• DATA PROVIDED

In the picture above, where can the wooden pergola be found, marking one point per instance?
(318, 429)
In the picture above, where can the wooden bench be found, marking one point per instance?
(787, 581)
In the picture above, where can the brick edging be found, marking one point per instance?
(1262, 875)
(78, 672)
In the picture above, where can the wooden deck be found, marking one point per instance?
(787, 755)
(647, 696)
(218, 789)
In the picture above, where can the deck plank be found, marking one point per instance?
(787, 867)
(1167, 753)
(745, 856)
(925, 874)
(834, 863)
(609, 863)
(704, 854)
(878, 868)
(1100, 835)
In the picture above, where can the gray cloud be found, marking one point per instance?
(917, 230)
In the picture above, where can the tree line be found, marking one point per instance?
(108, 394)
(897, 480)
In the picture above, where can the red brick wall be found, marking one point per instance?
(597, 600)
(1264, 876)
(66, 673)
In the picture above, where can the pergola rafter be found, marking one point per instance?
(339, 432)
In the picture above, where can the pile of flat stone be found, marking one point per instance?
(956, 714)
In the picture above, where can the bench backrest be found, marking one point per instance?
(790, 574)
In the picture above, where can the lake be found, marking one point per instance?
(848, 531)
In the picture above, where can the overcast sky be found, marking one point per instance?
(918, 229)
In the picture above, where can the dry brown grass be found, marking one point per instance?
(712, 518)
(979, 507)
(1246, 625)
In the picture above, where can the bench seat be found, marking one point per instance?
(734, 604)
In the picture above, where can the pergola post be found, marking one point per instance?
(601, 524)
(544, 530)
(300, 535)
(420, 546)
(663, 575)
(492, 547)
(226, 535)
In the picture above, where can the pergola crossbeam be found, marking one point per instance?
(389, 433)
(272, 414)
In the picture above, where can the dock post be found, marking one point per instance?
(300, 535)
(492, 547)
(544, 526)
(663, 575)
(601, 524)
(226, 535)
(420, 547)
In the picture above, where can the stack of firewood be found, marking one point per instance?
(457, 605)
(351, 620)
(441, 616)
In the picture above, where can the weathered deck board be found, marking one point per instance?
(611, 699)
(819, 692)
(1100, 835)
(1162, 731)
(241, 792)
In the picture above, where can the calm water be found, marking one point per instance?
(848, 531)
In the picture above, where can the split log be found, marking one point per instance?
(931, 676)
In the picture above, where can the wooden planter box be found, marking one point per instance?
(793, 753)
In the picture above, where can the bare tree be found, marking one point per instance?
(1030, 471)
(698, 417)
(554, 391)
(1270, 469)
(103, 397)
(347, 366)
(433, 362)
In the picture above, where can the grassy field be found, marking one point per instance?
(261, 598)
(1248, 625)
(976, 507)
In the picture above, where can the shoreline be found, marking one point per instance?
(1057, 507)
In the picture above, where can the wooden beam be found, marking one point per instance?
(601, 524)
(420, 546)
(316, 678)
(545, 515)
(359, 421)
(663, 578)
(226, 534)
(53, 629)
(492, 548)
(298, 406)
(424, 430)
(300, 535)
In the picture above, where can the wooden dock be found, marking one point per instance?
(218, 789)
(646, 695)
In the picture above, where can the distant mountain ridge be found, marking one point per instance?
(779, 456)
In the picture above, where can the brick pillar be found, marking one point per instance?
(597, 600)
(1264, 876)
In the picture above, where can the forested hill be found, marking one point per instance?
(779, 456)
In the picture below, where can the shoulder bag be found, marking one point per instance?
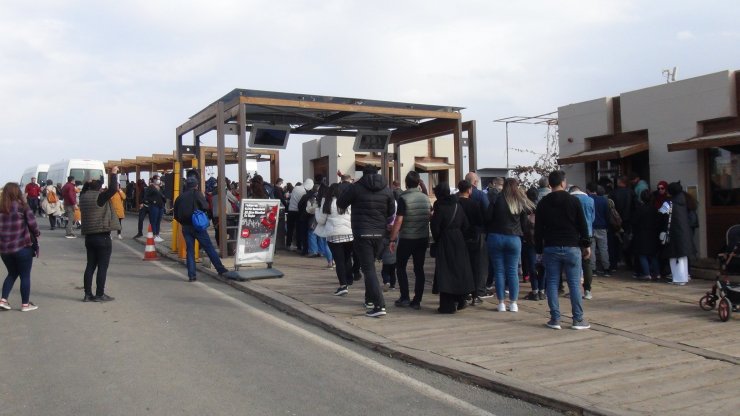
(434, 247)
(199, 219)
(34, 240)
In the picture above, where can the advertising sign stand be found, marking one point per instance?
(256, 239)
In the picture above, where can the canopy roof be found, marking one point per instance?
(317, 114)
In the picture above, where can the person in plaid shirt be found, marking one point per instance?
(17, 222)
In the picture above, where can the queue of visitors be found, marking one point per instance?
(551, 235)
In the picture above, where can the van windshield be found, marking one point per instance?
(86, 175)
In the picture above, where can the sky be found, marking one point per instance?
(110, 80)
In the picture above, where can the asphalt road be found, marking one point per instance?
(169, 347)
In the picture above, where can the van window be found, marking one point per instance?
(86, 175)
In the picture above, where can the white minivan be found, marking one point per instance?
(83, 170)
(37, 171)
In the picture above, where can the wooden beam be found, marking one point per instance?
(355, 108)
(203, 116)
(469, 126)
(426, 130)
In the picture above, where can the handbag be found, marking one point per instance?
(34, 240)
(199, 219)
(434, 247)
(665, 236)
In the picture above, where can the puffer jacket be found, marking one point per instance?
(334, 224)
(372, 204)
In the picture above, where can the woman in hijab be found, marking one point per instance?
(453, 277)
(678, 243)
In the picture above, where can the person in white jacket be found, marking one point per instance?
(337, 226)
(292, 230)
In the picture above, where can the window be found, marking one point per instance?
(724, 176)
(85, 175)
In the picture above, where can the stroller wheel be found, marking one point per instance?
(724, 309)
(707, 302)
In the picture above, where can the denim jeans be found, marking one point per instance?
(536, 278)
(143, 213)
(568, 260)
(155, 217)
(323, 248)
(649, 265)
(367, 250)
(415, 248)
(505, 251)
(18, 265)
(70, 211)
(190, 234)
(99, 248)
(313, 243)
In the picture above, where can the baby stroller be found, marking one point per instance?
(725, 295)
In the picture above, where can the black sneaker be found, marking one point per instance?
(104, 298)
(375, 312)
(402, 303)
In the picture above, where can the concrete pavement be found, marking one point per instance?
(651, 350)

...

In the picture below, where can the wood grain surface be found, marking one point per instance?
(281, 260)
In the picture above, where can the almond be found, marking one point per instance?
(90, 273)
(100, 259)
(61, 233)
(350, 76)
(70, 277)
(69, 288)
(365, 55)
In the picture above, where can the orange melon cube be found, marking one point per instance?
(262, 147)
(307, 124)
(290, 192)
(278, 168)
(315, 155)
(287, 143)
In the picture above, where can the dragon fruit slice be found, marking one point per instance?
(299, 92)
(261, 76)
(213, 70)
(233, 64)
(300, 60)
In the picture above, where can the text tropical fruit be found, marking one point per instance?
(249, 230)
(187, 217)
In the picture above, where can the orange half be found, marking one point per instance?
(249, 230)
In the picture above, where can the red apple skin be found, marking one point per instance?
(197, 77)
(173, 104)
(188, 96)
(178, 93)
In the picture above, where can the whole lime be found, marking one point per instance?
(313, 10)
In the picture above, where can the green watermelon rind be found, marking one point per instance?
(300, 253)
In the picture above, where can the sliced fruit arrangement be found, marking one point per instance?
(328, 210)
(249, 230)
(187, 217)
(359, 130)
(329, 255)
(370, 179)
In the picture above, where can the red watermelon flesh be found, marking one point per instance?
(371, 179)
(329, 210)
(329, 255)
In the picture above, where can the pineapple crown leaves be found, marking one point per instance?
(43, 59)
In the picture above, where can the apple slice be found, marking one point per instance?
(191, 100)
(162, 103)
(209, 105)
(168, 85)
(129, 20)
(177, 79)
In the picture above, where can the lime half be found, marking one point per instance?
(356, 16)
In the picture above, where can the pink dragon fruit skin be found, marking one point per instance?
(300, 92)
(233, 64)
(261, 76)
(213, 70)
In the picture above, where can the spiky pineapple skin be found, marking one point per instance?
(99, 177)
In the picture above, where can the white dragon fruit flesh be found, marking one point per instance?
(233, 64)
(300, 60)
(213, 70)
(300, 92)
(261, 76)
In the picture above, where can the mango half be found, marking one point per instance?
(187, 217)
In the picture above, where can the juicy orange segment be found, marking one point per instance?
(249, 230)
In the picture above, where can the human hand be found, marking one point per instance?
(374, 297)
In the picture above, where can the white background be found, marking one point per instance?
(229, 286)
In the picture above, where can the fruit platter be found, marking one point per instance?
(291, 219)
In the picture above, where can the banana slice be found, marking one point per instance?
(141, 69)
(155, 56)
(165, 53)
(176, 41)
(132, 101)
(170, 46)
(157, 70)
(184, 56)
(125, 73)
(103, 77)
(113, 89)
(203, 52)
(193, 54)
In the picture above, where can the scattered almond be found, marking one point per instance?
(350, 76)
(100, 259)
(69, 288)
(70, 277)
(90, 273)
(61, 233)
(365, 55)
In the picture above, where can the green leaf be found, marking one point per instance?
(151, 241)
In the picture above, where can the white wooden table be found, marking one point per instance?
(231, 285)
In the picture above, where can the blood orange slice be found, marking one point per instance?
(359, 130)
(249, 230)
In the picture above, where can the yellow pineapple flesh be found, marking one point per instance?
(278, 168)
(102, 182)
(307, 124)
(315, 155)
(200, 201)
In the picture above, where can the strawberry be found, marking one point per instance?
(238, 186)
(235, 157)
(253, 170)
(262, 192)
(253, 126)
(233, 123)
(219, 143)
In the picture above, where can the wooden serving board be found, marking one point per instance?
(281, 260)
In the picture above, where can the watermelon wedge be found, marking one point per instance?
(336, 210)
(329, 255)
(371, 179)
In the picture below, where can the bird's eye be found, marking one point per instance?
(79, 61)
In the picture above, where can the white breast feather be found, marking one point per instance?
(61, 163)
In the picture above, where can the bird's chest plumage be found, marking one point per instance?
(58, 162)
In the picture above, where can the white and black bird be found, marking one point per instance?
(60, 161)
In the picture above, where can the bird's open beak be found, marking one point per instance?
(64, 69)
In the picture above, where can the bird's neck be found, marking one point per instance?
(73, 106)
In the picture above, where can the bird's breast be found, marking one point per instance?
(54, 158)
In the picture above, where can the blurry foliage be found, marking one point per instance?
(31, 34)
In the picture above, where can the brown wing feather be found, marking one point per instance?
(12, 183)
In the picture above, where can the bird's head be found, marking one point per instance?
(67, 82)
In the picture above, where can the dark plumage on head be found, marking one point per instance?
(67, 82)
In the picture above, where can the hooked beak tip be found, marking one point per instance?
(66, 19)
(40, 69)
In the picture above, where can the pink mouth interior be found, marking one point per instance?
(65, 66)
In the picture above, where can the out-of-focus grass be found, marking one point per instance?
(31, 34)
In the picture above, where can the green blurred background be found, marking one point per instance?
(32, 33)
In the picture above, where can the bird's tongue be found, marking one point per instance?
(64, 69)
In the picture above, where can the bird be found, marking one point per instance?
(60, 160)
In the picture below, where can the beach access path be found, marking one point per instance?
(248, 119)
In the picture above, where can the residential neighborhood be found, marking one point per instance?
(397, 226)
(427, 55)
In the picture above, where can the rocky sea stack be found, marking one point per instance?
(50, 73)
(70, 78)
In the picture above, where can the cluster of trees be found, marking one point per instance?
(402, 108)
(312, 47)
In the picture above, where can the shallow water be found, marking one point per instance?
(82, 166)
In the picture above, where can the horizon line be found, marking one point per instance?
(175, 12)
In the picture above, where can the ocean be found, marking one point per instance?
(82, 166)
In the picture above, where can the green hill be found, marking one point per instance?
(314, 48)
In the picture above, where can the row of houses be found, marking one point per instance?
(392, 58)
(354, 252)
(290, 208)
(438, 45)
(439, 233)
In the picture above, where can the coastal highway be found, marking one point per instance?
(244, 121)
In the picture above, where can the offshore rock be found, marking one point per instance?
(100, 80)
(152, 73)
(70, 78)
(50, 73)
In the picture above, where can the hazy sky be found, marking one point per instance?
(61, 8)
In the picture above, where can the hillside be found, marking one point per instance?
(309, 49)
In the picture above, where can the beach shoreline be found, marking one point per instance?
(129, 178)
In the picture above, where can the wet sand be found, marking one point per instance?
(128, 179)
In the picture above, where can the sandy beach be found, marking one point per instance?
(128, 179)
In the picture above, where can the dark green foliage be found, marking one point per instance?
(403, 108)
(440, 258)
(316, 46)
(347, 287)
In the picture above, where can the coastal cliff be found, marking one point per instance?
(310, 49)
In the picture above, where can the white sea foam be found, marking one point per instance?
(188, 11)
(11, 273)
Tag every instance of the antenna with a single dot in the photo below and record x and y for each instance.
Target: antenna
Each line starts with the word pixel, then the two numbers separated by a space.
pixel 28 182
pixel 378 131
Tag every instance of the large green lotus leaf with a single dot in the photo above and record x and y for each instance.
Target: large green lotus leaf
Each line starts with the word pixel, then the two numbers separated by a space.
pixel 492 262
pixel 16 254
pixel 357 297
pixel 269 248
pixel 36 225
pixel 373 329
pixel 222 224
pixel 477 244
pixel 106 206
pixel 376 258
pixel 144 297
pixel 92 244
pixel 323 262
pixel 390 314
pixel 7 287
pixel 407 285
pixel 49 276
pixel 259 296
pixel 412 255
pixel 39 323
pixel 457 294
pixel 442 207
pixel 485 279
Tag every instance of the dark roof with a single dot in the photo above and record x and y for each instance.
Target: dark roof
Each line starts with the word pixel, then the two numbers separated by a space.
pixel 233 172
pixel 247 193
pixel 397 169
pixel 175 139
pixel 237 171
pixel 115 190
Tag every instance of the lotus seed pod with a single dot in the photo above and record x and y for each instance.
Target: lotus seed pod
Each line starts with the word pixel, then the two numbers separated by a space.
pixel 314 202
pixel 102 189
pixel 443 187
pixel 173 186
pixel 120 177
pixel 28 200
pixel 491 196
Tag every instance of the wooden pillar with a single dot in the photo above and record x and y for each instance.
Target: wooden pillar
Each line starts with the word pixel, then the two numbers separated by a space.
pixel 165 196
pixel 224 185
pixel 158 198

• WORK ITEM
The expected answer holds each line from the listing above where the string "seed" is present.

• RESULT OF THIS TASK
Tag every instance of the lotus seed pod with a single dot in the photo above and record x and y for each instance.
Target: lotus seed pod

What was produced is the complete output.